Input records:
** start **
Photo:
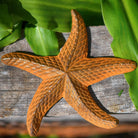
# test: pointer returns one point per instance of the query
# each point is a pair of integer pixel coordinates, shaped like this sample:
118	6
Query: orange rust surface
68	75
67	131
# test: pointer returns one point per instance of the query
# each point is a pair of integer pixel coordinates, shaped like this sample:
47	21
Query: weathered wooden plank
17	87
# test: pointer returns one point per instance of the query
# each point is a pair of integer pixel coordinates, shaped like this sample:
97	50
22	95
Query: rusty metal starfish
68	75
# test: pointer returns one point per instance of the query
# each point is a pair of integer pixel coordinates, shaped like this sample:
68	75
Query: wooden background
17	87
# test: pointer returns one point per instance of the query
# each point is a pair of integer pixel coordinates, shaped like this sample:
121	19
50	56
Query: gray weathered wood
17	87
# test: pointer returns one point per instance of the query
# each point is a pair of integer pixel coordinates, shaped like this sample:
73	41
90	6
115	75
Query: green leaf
42	41
17	12
5	21
120	93
121	19
15	35
55	15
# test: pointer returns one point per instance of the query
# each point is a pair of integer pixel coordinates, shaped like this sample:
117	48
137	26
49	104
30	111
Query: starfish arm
77	44
49	93
80	99
37	65
91	70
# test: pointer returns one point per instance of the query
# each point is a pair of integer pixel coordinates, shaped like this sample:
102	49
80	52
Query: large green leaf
5	21
121	19
17	12
55	14
11	16
12	37
42	41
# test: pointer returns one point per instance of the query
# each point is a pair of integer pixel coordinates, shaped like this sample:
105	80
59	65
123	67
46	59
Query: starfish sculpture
68	75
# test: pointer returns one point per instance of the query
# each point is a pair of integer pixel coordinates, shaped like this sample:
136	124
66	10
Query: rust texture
68	75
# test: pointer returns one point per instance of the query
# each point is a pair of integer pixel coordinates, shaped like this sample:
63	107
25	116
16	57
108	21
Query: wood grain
17	87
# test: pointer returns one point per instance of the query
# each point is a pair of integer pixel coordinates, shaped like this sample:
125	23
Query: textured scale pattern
68	75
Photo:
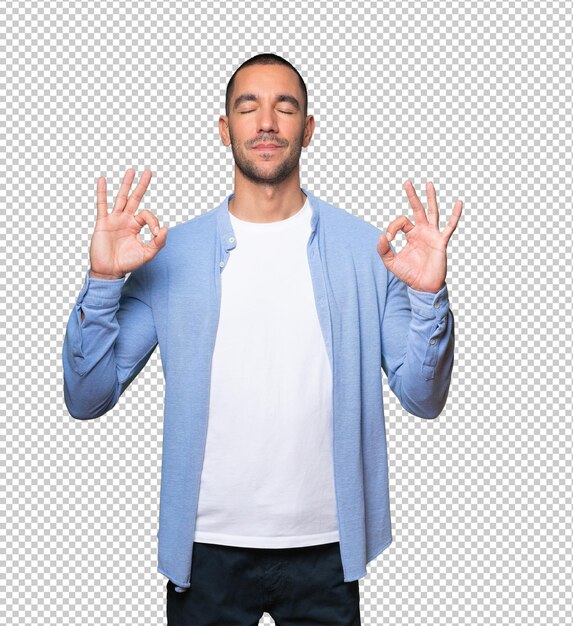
** end **
What needs to be done: Can you write out all of the material above again, swapping every "starfish" for "sea star" and leaving everything else unchanged? Omit the pictures.

Output:
Photo:
# test: pointer returns one point per instance of the query
# each point is a pair of integer pixel coordinates, shaped like this sample:
118	6
Query: orange rust surface
68	75
67	131
# test: pointer returns one point per instance of the query
# each point is a pair of integer pixel coordinates, shaped like this sample:
47	21
Query: weathered wooden plank
17	87
# test: pointer returns one point per instance of the query
# each point is a pair of integer pixel coordinates, shaped like this sample:
97	50
22	95
Query: rusty metal sea star
68	75
# test: pointer returns one point per instance of the query
# each point is a pair of integer pixel coordinates, shaped like this sample:
68	75
Query: wooden background
17	87
# test: pointer returns one point per instance of the query
# each point is a pair of integer pixel coordinates, shaped like this sample:
121	19
50	56
Query: gray weathered wood
17	87
# test: pointer returns one point per instance of the query
# each point is a pair of integer pixel coordinates, shaped like this sample:
73	41
90	6
115	75
Query: green leaf
42	41
17	12
5	21
120	93
121	19
15	35
55	15
# test: pointer returns one point per instance of the query
# each point is a pair of integer pixel coordinates, shaped like this sample:
117	48
137	26
49	104
30	111
Query: sea star arm
77	44
49	93
80	99
37	65
91	70
# test: pointer returns one point per instance of the query
# each point is a pair of integer pixel coordinates, shaped like this sample:
102	49
80	52
Query: large green leaf
5	21
121	19
17	12
55	14
11	16
12	37
42	41
# test: pointer returns one point per instance of the query
# each point is a pair of integer pixel coordinates, shaped like this sample:
105	80
59	65
123	67
46	59
Query: sea star sculpture
68	75
# test: pointer returns one point per instance of the query
# each point is a pair of integer pixel coordinates, shaped like this sample:
136	124
66	10
Query: rust texture
68	75
# test: pointer returns one point per instance of the query
# each point is a pair of integer pixel coordinates, shaped like this sample:
63	107
25	116
16	57
108	21
Query: wood grain
17	87
# test: pointer returns one point per instance of the query
# each point is a pair of integer pixel coordinates, shaped like this sample:
125	23
Query: textured scale pattern
68	75
Photo:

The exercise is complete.